| EXERCISE OBJECTIVE |
Go through the data line by line from the top, retyping each exactly, and end with the line that contains "formatted like [813,235].".

____________________

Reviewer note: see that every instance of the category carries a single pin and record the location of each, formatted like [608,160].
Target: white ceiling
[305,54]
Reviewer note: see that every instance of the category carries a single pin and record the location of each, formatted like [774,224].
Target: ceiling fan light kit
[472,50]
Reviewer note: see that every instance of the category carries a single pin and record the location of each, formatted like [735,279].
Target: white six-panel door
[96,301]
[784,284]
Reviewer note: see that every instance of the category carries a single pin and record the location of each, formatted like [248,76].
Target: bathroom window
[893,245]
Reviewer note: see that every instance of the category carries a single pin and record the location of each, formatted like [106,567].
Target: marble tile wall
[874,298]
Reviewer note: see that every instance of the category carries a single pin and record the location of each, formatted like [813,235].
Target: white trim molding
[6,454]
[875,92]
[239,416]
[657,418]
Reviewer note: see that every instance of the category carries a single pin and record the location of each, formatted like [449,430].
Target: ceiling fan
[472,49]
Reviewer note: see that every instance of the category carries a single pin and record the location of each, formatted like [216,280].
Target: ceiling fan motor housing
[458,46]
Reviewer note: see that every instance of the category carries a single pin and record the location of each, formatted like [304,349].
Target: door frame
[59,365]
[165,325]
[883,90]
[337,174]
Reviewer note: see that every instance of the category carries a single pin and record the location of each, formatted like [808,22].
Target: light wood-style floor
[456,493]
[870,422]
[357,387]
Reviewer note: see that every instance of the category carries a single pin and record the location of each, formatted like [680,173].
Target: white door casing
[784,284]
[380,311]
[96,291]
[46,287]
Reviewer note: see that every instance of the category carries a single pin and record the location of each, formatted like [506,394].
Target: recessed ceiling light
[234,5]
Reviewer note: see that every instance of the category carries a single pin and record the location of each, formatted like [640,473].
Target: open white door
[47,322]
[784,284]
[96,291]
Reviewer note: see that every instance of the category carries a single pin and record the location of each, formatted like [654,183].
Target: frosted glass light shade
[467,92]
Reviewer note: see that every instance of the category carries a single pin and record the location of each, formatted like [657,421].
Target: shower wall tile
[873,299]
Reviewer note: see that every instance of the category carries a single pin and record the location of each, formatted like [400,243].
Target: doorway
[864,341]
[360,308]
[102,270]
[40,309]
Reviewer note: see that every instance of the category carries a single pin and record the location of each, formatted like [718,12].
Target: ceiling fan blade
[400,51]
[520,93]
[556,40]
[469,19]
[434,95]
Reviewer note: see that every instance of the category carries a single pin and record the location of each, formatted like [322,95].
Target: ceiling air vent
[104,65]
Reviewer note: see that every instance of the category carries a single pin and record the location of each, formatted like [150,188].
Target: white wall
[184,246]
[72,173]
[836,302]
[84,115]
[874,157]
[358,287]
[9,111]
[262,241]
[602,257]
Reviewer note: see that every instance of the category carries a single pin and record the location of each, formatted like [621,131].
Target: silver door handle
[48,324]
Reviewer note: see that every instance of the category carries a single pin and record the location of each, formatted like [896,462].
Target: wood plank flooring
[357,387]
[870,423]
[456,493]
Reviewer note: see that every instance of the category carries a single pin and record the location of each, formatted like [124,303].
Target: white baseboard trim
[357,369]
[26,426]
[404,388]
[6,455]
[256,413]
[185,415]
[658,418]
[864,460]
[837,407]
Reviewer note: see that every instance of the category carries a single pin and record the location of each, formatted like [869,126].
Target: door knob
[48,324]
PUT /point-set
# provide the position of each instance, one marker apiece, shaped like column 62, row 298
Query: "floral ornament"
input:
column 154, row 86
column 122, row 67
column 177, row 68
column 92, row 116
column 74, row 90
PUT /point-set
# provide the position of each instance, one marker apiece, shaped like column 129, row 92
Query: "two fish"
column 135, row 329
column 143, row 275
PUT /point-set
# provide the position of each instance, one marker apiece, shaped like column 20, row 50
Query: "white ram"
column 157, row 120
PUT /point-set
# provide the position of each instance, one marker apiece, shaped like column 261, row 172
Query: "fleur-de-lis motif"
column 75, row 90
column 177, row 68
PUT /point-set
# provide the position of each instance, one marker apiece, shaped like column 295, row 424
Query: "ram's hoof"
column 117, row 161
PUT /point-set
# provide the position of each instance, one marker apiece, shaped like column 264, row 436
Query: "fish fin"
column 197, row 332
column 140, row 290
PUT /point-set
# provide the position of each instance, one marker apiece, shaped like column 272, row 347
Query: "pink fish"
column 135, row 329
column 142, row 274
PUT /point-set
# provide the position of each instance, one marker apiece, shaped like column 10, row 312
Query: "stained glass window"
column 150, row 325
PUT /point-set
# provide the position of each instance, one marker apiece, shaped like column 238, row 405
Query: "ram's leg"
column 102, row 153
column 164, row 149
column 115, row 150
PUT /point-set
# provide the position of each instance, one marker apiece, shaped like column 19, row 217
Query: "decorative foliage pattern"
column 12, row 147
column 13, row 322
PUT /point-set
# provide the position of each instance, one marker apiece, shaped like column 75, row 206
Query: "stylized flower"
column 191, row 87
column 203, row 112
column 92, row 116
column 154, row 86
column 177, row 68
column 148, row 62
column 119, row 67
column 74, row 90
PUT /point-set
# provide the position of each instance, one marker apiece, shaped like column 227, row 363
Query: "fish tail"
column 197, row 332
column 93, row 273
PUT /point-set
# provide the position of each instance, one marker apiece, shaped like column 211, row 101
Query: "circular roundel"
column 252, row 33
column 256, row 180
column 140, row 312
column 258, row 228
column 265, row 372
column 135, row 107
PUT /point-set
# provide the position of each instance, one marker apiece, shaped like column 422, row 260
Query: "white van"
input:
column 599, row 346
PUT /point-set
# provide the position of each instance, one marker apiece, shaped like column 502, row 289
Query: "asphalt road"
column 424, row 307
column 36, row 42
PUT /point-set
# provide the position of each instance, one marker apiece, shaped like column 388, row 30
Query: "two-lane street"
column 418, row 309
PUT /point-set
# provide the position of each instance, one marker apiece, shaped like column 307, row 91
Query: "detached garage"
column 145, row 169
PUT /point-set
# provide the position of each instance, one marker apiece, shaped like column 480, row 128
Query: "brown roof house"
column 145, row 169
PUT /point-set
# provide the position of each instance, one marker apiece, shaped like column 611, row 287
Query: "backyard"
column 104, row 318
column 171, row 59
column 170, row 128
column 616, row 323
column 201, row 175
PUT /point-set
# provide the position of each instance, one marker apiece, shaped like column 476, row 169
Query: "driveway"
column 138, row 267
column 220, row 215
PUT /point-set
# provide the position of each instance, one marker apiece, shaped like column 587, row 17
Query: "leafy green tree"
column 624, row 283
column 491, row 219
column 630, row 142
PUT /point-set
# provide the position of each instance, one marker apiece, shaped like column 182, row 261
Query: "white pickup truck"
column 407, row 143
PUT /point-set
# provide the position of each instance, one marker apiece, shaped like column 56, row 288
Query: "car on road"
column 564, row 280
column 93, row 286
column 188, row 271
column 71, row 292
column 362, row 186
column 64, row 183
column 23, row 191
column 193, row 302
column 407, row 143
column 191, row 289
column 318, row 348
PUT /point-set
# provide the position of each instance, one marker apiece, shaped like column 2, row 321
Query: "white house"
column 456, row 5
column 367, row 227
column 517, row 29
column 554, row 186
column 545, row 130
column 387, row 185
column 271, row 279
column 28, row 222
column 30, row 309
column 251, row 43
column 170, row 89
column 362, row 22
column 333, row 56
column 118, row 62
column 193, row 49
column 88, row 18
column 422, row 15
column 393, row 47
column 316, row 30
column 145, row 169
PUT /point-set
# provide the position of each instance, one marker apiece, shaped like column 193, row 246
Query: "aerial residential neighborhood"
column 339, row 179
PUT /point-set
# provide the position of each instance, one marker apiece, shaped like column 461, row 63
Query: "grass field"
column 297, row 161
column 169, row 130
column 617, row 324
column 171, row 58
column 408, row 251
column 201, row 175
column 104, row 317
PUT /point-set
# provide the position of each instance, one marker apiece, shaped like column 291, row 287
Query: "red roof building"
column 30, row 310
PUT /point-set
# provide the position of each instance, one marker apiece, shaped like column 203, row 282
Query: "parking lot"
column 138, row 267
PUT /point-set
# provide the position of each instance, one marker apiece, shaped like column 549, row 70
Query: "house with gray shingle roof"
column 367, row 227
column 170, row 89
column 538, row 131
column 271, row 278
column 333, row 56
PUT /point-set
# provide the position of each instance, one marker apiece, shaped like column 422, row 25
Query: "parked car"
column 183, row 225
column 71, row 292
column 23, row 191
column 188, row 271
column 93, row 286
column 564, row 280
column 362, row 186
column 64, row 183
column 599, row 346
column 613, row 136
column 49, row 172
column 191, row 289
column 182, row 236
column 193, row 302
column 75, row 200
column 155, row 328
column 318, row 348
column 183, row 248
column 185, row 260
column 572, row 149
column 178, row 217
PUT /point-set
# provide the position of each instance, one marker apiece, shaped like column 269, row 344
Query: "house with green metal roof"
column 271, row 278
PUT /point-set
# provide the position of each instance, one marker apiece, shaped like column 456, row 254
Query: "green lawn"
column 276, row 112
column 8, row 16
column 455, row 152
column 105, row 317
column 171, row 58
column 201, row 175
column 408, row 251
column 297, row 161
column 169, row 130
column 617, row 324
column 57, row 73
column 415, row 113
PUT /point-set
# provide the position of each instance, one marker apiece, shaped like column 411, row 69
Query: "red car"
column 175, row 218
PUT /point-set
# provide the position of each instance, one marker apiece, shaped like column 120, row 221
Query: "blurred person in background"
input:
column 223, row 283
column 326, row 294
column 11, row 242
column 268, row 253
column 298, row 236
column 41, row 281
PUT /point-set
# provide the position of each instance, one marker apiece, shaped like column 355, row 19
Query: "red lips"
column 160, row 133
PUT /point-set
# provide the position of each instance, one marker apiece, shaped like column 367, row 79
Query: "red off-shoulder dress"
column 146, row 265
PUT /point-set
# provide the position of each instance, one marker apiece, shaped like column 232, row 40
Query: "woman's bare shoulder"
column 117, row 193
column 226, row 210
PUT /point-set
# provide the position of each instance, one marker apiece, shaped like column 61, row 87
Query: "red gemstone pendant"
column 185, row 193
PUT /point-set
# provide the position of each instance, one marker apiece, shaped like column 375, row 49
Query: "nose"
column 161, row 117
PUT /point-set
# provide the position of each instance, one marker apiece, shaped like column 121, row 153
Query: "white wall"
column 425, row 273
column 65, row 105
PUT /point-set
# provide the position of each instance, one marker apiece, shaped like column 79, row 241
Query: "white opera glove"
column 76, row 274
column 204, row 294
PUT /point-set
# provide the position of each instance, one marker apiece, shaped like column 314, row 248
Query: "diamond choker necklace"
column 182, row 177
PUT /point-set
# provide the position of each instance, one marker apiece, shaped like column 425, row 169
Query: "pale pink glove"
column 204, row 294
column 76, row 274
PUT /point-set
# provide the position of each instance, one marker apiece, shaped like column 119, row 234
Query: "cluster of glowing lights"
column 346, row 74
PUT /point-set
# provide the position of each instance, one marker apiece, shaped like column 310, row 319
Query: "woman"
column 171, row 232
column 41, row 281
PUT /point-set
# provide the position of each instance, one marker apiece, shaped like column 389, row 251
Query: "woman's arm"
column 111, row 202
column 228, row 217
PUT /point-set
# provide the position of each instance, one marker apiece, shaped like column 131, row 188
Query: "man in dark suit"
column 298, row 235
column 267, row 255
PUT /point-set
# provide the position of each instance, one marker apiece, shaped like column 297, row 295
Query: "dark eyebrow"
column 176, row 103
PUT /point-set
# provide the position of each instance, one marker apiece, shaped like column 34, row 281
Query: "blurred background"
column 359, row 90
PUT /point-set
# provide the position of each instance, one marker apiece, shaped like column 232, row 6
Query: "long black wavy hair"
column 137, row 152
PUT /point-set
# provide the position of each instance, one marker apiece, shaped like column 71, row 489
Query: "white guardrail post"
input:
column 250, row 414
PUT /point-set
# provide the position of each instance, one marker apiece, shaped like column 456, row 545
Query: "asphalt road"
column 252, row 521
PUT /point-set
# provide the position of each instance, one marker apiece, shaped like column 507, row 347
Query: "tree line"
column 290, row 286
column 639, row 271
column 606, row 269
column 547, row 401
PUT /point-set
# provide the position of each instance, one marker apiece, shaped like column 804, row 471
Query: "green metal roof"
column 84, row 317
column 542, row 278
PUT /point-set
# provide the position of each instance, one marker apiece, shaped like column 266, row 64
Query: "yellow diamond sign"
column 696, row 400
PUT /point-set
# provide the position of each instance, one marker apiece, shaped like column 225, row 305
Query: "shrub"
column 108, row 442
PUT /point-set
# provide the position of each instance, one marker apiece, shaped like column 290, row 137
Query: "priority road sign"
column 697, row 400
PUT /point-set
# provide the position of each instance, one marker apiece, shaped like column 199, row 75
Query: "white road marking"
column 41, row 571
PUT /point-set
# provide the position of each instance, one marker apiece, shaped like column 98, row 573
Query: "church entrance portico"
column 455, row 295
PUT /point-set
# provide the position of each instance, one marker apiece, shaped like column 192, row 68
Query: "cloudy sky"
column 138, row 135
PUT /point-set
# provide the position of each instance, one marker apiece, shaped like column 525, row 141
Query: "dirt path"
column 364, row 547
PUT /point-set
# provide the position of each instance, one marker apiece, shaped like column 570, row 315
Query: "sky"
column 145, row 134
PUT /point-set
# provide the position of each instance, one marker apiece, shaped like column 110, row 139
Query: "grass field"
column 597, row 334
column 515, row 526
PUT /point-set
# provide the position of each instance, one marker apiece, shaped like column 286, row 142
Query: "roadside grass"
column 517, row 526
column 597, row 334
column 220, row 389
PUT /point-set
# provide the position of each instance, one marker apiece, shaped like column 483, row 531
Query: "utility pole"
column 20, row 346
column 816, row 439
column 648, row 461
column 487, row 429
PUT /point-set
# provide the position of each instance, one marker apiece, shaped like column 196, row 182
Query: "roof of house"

____________________

| RESULT OF THE TASK |
Reviewer note: see that every instance of the category carries a single pin and record the location of each, formatted like [608,160].
Target: white ceiling
[305,54]
Reviewer note: see that every instance of the category carries a single pin and record the location of each, formatted like [774,224].
Target: ceiling fan light kit
[472,50]
Reviewer note: see that every instance of the category carries a single pin and record the location of each, formatted like [735,279].
Target: white six-panel door
[96,301]
[784,284]
Reviewer note: see that every instance of the category carries a single pin and record the location of each, formatted like [248,76].
Target: bathroom window
[893,245]
Reviewer note: see that every instance of the category carries a single pin and record the location of each, formatted like [106,567].
Target: marble tile wall
[874,298]
Reviewer note: see that every instance of the category carries a single pin and record the location of each, formatted like [813,235].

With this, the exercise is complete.